» Required action
Report each line of the data below in which "beard" appears.

[Collected data entries]
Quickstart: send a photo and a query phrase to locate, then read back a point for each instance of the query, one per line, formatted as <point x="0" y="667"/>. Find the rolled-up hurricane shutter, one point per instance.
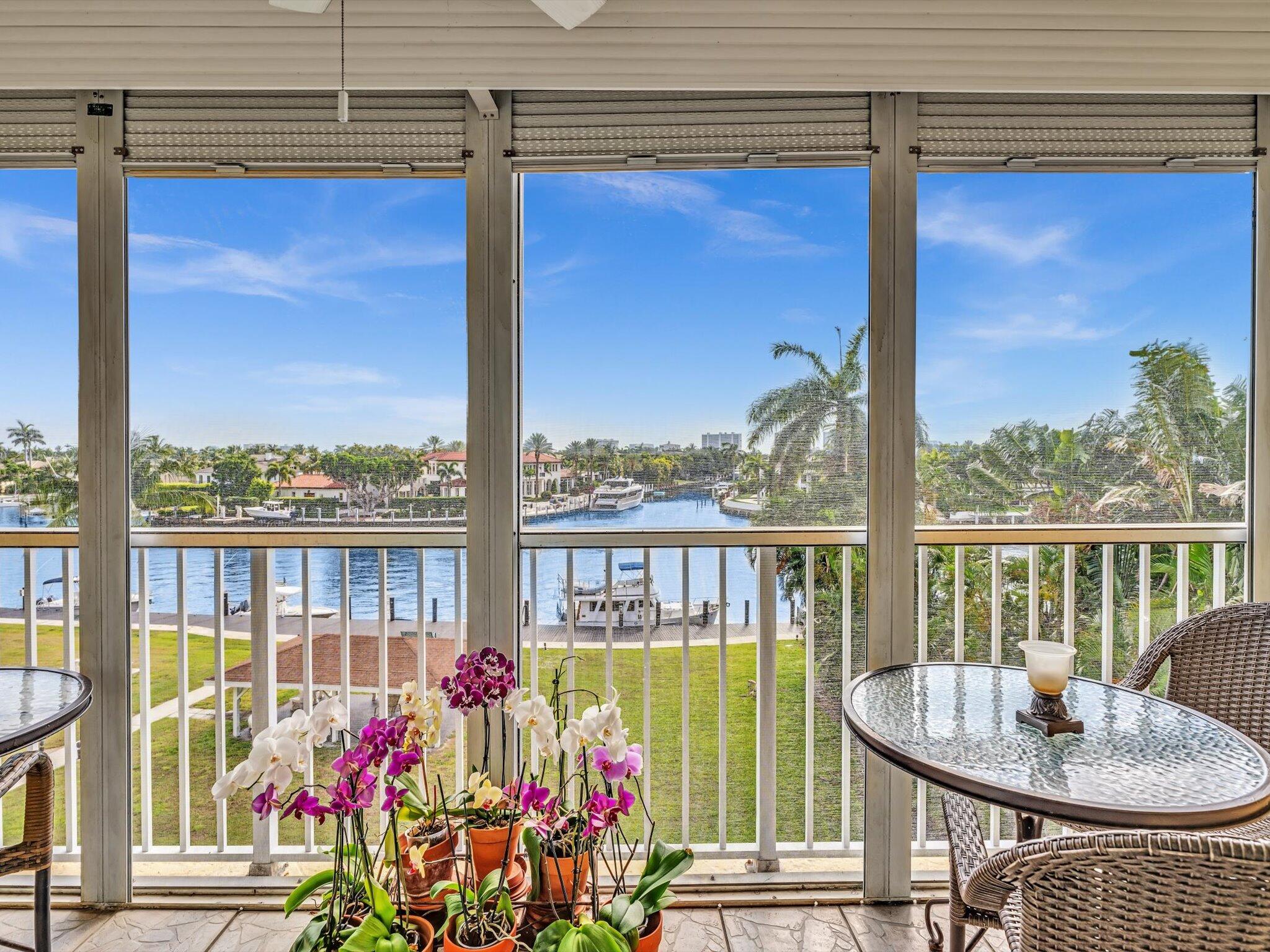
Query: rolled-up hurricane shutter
<point x="36" y="123"/>
<point x="1039" y="126"/>
<point x="621" y="125"/>
<point x="294" y="128"/>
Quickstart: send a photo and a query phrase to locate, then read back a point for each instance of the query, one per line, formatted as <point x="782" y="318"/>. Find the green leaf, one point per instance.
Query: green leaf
<point x="534" y="851"/>
<point x="631" y="918"/>
<point x="549" y="940"/>
<point x="310" y="936"/>
<point x="383" y="904"/>
<point x="412" y="785"/>
<point x="488" y="886"/>
<point x="366" y="936"/>
<point x="306" y="889"/>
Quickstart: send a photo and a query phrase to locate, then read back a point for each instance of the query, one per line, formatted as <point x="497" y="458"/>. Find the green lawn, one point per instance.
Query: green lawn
<point x="664" y="757"/>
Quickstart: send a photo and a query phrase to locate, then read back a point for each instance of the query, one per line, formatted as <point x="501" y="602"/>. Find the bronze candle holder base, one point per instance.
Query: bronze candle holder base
<point x="1048" y="714"/>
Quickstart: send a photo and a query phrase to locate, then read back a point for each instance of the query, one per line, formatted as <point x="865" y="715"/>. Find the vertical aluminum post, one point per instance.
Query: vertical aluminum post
<point x="892" y="448"/>
<point x="106" y="866"/>
<point x="265" y="691"/>
<point x="493" y="392"/>
<point x="766" y="728"/>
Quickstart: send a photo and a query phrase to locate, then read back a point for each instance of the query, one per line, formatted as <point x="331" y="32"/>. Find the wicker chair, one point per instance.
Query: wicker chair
<point x="35" y="853"/>
<point x="1112" y="891"/>
<point x="1219" y="664"/>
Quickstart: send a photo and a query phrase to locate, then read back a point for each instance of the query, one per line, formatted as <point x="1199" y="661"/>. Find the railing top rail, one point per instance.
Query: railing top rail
<point x="249" y="539"/>
<point x="1122" y="534"/>
<point x="676" y="539"/>
<point x="286" y="537"/>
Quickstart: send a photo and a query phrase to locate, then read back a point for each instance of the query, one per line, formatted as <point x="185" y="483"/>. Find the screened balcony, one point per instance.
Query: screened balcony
<point x="711" y="387"/>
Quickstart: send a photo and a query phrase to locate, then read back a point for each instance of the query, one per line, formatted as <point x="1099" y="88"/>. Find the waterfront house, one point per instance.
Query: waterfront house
<point x="358" y="223"/>
<point x="313" y="485"/>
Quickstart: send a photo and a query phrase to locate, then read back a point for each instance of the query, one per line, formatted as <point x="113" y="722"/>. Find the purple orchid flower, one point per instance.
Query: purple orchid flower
<point x="266" y="801"/>
<point x="401" y="762"/>
<point x="393" y="798"/>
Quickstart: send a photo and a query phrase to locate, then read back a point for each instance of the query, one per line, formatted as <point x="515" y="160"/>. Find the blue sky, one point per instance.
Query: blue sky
<point x="327" y="312"/>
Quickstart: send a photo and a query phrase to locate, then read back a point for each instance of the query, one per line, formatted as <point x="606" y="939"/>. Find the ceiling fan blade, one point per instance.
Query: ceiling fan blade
<point x="568" y="13"/>
<point x="301" y="6"/>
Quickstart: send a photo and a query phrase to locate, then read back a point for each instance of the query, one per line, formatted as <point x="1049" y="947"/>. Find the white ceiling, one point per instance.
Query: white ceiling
<point x="898" y="45"/>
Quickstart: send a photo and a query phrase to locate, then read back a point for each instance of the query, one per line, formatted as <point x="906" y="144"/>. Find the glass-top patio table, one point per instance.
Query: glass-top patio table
<point x="1142" y="762"/>
<point x="36" y="703"/>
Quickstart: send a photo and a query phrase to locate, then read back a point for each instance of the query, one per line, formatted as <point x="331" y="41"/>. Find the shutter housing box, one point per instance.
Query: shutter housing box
<point x="425" y="128"/>
<point x="1088" y="127"/>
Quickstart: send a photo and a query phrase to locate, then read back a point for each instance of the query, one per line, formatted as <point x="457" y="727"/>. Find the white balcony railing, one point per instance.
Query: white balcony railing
<point x="691" y="682"/>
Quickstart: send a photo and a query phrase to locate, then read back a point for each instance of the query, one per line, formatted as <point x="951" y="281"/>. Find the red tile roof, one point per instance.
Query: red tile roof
<point x="363" y="662"/>
<point x="460" y="456"/>
<point x="313" y="480"/>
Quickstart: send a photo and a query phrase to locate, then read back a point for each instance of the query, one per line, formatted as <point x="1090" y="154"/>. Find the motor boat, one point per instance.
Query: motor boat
<point x="616" y="495"/>
<point x="270" y="509"/>
<point x="590" y="604"/>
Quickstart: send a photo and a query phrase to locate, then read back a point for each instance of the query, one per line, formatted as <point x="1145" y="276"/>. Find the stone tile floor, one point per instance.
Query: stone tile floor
<point x="825" y="928"/>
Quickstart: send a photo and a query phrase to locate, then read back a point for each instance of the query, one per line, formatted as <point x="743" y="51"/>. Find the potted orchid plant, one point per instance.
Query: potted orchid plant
<point x="483" y="682"/>
<point x="356" y="912"/>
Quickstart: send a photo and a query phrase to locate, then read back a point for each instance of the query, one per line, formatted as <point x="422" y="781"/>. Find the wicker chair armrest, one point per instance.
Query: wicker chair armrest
<point x="16" y="769"/>
<point x="36" y="850"/>
<point x="968" y="855"/>
<point x="1143" y="671"/>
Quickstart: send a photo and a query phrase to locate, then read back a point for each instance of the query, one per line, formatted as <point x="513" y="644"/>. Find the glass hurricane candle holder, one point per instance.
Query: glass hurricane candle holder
<point x="1049" y="667"/>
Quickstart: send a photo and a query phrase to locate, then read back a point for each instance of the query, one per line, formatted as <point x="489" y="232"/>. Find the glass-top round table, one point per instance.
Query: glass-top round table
<point x="1142" y="762"/>
<point x="37" y="702"/>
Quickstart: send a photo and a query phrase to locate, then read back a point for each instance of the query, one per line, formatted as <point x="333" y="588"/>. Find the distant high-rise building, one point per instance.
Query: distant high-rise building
<point x="717" y="441"/>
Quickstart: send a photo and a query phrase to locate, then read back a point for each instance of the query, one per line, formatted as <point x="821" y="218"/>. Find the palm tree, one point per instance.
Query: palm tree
<point x="826" y="407"/>
<point x="1173" y="431"/>
<point x="283" y="470"/>
<point x="574" y="454"/>
<point x="538" y="443"/>
<point x="447" y="472"/>
<point x="591" y="444"/>
<point x="27" y="437"/>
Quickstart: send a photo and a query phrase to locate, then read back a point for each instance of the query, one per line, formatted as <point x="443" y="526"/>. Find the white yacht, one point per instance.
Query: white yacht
<point x="54" y="594"/>
<point x="269" y="509"/>
<point x="616" y="495"/>
<point x="590" y="606"/>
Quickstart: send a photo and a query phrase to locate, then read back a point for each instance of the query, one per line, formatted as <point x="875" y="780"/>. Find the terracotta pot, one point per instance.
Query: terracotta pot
<point x="651" y="937"/>
<point x="451" y="945"/>
<point x="488" y="848"/>
<point x="427" y="935"/>
<point x="438" y="865"/>
<point x="557" y="876"/>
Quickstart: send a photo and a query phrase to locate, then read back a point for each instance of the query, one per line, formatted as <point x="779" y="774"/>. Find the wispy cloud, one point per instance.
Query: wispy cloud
<point x="799" y="315"/>
<point x="561" y="267"/>
<point x="310" y="374"/>
<point x="22" y="227"/>
<point x="1021" y="330"/>
<point x="946" y="219"/>
<point x="734" y="229"/>
<point x="442" y="413"/>
<point x="324" y="266"/>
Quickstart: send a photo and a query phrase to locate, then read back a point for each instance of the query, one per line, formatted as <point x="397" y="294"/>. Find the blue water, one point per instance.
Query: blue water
<point x="682" y="512"/>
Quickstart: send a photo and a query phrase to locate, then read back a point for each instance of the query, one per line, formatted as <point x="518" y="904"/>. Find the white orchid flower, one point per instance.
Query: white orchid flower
<point x="572" y="739"/>
<point x="328" y="720"/>
<point x="535" y="714"/>
<point x="515" y="700"/>
<point x="545" y="742"/>
<point x="610" y="730"/>
<point x="409" y="696"/>
<point x="275" y="760"/>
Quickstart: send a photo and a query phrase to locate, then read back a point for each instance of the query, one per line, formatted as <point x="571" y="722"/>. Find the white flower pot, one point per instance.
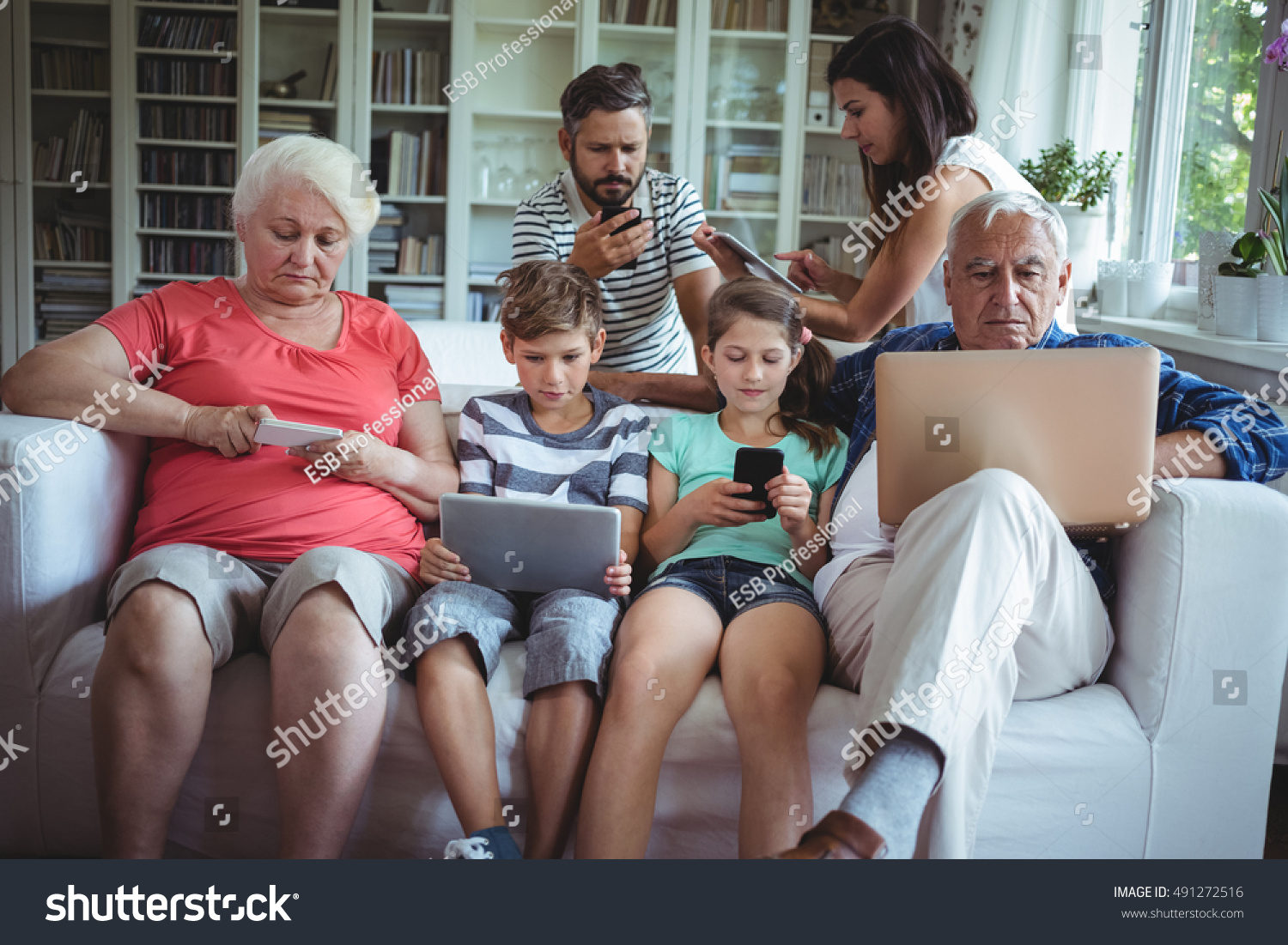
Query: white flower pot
<point x="1273" y="308"/>
<point x="1236" y="306"/>
<point x="1089" y="244"/>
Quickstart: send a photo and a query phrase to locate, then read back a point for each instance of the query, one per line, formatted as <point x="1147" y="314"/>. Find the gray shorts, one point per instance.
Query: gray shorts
<point x="237" y="597"/>
<point x="569" y="633"/>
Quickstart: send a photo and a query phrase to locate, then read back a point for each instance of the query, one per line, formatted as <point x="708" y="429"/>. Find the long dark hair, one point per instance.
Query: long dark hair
<point x="808" y="384"/>
<point x="898" y="61"/>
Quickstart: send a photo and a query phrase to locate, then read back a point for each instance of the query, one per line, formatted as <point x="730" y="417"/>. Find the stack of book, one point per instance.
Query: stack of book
<point x="487" y="270"/>
<point x="326" y="90"/>
<point x="638" y="12"/>
<point x="74" y="237"/>
<point x="416" y="301"/>
<point x="832" y="185"/>
<point x="407" y="77"/>
<point x="481" y="309"/>
<point x="749" y="15"/>
<point x="70" y="299"/>
<point x="188" y="123"/>
<point x="69" y="67"/>
<point x="419" y="257"/>
<point x="80" y="151"/>
<point x="746" y="178"/>
<point x="383" y="241"/>
<point x="165" y="31"/>
<point x="407" y="164"/>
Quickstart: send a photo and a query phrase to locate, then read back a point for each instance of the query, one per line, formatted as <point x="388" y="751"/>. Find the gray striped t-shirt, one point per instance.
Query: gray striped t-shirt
<point x="646" y="331"/>
<point x="502" y="452"/>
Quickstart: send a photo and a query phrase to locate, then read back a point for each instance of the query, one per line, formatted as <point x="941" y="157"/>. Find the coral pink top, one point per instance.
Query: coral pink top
<point x="209" y="349"/>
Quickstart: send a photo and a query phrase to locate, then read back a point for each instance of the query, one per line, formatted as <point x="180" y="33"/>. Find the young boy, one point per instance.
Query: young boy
<point x="561" y="440"/>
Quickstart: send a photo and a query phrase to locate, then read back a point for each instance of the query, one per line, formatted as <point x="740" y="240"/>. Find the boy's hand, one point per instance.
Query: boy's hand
<point x="438" y="564"/>
<point x="718" y="504"/>
<point x="618" y="576"/>
<point x="791" y="496"/>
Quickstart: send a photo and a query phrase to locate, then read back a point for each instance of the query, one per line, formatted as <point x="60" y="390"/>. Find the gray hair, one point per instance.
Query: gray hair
<point x="313" y="162"/>
<point x="605" y="88"/>
<point x="987" y="208"/>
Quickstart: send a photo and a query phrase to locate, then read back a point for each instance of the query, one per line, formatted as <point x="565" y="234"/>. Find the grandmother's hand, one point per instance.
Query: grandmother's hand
<point x="362" y="457"/>
<point x="231" y="430"/>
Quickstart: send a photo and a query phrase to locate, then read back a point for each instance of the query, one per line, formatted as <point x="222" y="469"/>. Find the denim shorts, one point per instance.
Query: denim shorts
<point x="569" y="633"/>
<point x="733" y="586"/>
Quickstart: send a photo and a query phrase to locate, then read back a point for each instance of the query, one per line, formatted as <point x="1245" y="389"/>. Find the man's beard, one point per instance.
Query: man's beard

» Solution below
Quickstart: send a photo and a query phrase to locate, then read back a point for each instance of the query, one per line, formatted as <point x="1245" y="389"/>. Find the man's beard, one point per instance.
Query: man's beard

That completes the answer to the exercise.